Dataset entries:
++++++
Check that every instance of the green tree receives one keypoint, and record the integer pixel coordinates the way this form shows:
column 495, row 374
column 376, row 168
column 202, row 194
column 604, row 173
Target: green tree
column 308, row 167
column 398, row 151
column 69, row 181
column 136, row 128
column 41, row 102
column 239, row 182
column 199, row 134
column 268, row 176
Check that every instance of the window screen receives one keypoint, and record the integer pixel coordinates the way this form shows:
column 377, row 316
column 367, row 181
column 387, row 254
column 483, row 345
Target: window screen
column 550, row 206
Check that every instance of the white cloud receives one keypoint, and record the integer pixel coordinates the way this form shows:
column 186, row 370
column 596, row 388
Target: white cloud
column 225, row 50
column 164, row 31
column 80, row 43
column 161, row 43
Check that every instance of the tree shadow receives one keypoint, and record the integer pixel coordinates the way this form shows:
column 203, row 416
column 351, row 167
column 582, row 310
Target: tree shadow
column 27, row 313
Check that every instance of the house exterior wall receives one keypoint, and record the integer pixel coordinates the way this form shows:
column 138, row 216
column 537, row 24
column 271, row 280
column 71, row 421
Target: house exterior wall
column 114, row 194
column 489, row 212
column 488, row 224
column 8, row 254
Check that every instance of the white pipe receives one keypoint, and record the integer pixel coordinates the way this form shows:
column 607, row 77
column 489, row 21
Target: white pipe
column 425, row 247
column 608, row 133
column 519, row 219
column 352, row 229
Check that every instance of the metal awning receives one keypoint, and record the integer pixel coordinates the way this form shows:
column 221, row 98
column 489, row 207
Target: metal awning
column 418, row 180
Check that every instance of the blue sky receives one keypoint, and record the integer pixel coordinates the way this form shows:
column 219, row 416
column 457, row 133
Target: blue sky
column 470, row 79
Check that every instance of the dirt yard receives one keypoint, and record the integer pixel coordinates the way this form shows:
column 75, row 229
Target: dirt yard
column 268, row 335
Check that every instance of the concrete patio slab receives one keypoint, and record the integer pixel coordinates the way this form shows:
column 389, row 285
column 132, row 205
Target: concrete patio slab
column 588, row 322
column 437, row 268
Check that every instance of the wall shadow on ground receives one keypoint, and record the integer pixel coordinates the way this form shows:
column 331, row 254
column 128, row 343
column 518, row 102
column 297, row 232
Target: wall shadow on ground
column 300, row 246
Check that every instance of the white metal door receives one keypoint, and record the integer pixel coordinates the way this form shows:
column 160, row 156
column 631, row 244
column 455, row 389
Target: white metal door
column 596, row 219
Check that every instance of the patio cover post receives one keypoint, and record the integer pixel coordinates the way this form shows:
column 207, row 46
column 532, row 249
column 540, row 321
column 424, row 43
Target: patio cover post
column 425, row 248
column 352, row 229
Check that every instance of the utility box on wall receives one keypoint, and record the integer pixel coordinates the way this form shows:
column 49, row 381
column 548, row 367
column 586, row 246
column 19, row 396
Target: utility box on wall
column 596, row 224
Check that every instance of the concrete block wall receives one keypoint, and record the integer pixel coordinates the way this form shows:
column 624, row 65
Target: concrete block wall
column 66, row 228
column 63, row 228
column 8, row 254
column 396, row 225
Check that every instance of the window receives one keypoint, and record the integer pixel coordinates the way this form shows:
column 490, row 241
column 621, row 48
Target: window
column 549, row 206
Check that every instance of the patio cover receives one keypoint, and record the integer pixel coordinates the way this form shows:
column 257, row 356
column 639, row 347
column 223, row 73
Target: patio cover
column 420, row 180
++++++
Reproduce the full listing above verbatim, line for line, with no changes.

Solution below:
Check that every instance of the green tree receives one keypoint, and record the integer pixel coordinates the way this form shows:
column 495, row 374
column 376, row 168
column 202, row 194
column 604, row 173
Target: green tree
column 308, row 167
column 398, row 151
column 69, row 181
column 136, row 128
column 41, row 102
column 239, row 182
column 199, row 134
column 268, row 176
Check that every instance of the window screen receives one keypoint, and record the integer pixel coordinates the way this form shows:
column 377, row 316
column 367, row 181
column 387, row 254
column 483, row 345
Target: window screen
column 550, row 206
Check that every instance of the white cloud receives one keypoint, and record the integer pixel coordinates the way this form shows:
column 186, row 370
column 596, row 388
Target: white cloud
column 225, row 50
column 164, row 31
column 80, row 43
column 161, row 43
Check that every instance of the tree shadow receives one keypoint, and record the integer pixel coordinates the way this form shows:
column 203, row 416
column 351, row 167
column 582, row 310
Target: tree shadow
column 27, row 313
Check that every instance of the house exterior wall receives one keypoint, and record the integer pixel coordinates the way this form shows:
column 138, row 216
column 537, row 24
column 271, row 280
column 71, row 421
Target: house exterior wall
column 114, row 194
column 489, row 212
column 488, row 224
column 8, row 254
Check that every instance of the white pipe receives one keypoint, and record the integer pixel coordinates the way this form shows:
column 607, row 77
column 489, row 21
Target: white pipe
column 425, row 247
column 608, row 133
column 519, row 219
column 352, row 229
Check that every instance of the metal awning receives one keypoint, and record the integer pixel coordinates the way this form shows:
column 221, row 98
column 489, row 207
Target: metal awning
column 418, row 180
Check that every instance of the blue sky receives one keypoint, and record the integer pixel coordinates the way this form shows:
column 219, row 416
column 457, row 133
Target: blue sky
column 470, row 79
Check that every instance of the dirt yard receives one keypoint, and record the integer pixel coordinates the way this form shows:
column 75, row 229
Target: dirt yard
column 268, row 335
Check that every instance of the concrete patio slab receives one keypoint, and record the integer pixel coordinates the way this form shows:
column 389, row 285
column 132, row 205
Target: concrete patio slab
column 588, row 322
column 437, row 268
Check that every instance of the wall shadow on ground receives one keypoint, and record the integer pixel coordinates the way this form shows:
column 331, row 254
column 128, row 343
column 518, row 102
column 297, row 232
Target: wall shadow on ground
column 300, row 246
Check that every instance of the white metal door receives one keypoint, and record the integer pixel coordinates the way this form shows:
column 160, row 156
column 631, row 244
column 455, row 389
Target: white metal door
column 596, row 219
Check that every instance of the patio cover post receives one keypoint, and record the integer pixel coordinates the way this form shows:
column 207, row 46
column 532, row 249
column 540, row 321
column 424, row 43
Target: patio cover post
column 425, row 248
column 352, row 229
Check that every instance of the utility box on wall receives one keypoint, and record the integer pixel coordinates the way this form shows:
column 49, row 381
column 548, row 367
column 586, row 246
column 19, row 396
Target: utility box on wall
column 596, row 224
Check that every instance of the concrete block wall receives one keypoint, and record the integer pixel coordinates the way this form shows:
column 624, row 65
Target: concrete block wall
column 66, row 228
column 63, row 228
column 8, row 254
column 396, row 225
Check that every instance of the window receives one keypoint, and record the integer pixel coordinates the way this form shows:
column 490, row 241
column 621, row 48
Target: window
column 549, row 206
Check that every instance of the patio cover receives one keypoint, and record the integer pixel coordinates the way this form shows:
column 257, row 356
column 639, row 347
column 223, row 73
Target: patio cover
column 420, row 180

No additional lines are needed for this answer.